Start Document excerpt
The primary reason to have fixed income (bonds in this case) is to re-balance back to one's asset allocation when one side of the equation goes off the rails, particularly during accumulation 

That is an entirely different context/strategy than having a cash reserve for a retiree in withdrawal stage to stick handle through an equity crisis.


----------



## latebuyer

Just a Guy said:


> Funny how the same people promoting bonds are also those endorsing the redistribution of wealth. Coincidence? Many of them also claim, they “don’t want to be rich”. Guess because they want to take it from others.


You're funny. I said i hold a small amount of bonds and i'm somehow promoting them. Hilarious. Bonds may be important to new investors though. I started investing in 2008 and td monthly income saved my bacon because it had a lot of bonds in it and bounced back quickly. I think if it weren't for that fund i'd be sitting all in gics right now.


----------



## MrBlackhill

Just a Guy said:


> Funny how the same people promoting bonds are also those endorsing the redistribution of wealth. Coincidence? Many of them also claim, they “don’t want to be rich”. Guess because they want to take it from others.


You really can't stop trash-talking at people. Do you know one of the many things more important than learning how to make money? Learning to be civilized.

You can have your opinion about bonds. You can have your opinion about the distribution of wealth. You can have your opinion about the concept of equal opportunity. You can disagree to other people's opinion. But you should be open to the different opinions and you should articulate your beliefs in a constructive and civilized argument. Otherwise, you are just losing your credibility, but that's your right.


----------



## Just a Guy

Must have hit close to the bone...I just made an observation, you took it personally. Conscious tugging at you?


----------



## james4beach

Investor87 said:


> What is your go to Canadian bond ETF?


I hold XBB in my RRSP as part of my asset allocation.

But I think VAB is just as good and wouldn't mind holding it. In a non registered account, ZDB is best due to tax efficiency.

I consider the XBB a long term position and I have a 20+ year time horizon. There could be volatility in the < 10 yr time frame.


----------



## dcris07

ZAG is a great solution to hold for long term, this ETF replicates the Canadian universe Bond index, and MER is lowest in the industry i believe coming in at 0.08% , great way to diversify as well, holds mainly AAA, AA and A bonds but you also get about 12 % in BBB. I suggest you guys take a look its one on the most largest as well, which mean asset managers are using it


----------



## Investor87

james4beach said:


> I hold XBB in my RRSP as part of my asset allocation.
> 
> But I think VAB is just as good and wouldn't mind holding it. In a non registered account, ZDB is best due to tax efficiency.
> 
> I consider the XBB a long term position and I have a 20+ year time horizon. There could be volatility in the < 10 yr time frame.


I agree that XBB and VAB are quite similar, was not aware of ZDB, thanks for bringing it up to my attention. Since my horizon is 20+ years as well, I don't have much fixed income in RRSP, but in my open account it makes sense to weather short-term volatility.


----------



## james4beach

Bond prices are dropping dramatically. In terms of unit price alone (excluding interest payments), VAB is down 4.7% from its peak last summer. Long term government bonds ZFL are down 13.9% from their peak. Of course for total returns, you should consider distributions as well.
End Document excerpt
Start Given data
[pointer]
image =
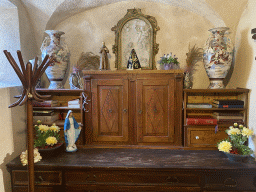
End Given data
> List of tasks
[1] Answer these questions from the bond forum thread:
(a) Which ETF does james4beach hold in an RRSP?
(b) What MER does dcris07 give for ZAG?
(c) In what year did latebuyer start investing?
[2] Write out the part of the bond forum thread that starts at the words "I agree that" and ends after the words "distributions as well.".

> Solved problems
[1]
(a) XBB
(b) 0.08%
(c) 2008

[2]
I agree that XBB and VAB are quite similar, was not aware of ZDB, thanks for bringing it up to my attention. Since my horizon is 20+ years as well, I don't have much fixed income in RRSP, but in my open account it makes sense to weather short-term volatility.


----------



## james4beach

Bond prices are dropping dramatically. In terms of unit price alone (excluding interest payments), VAB is down 4.7% from its peak last summer. Long term government bonds ZFL are down 13.9% from their peak. Of course for total returns, you should consider distributions as well.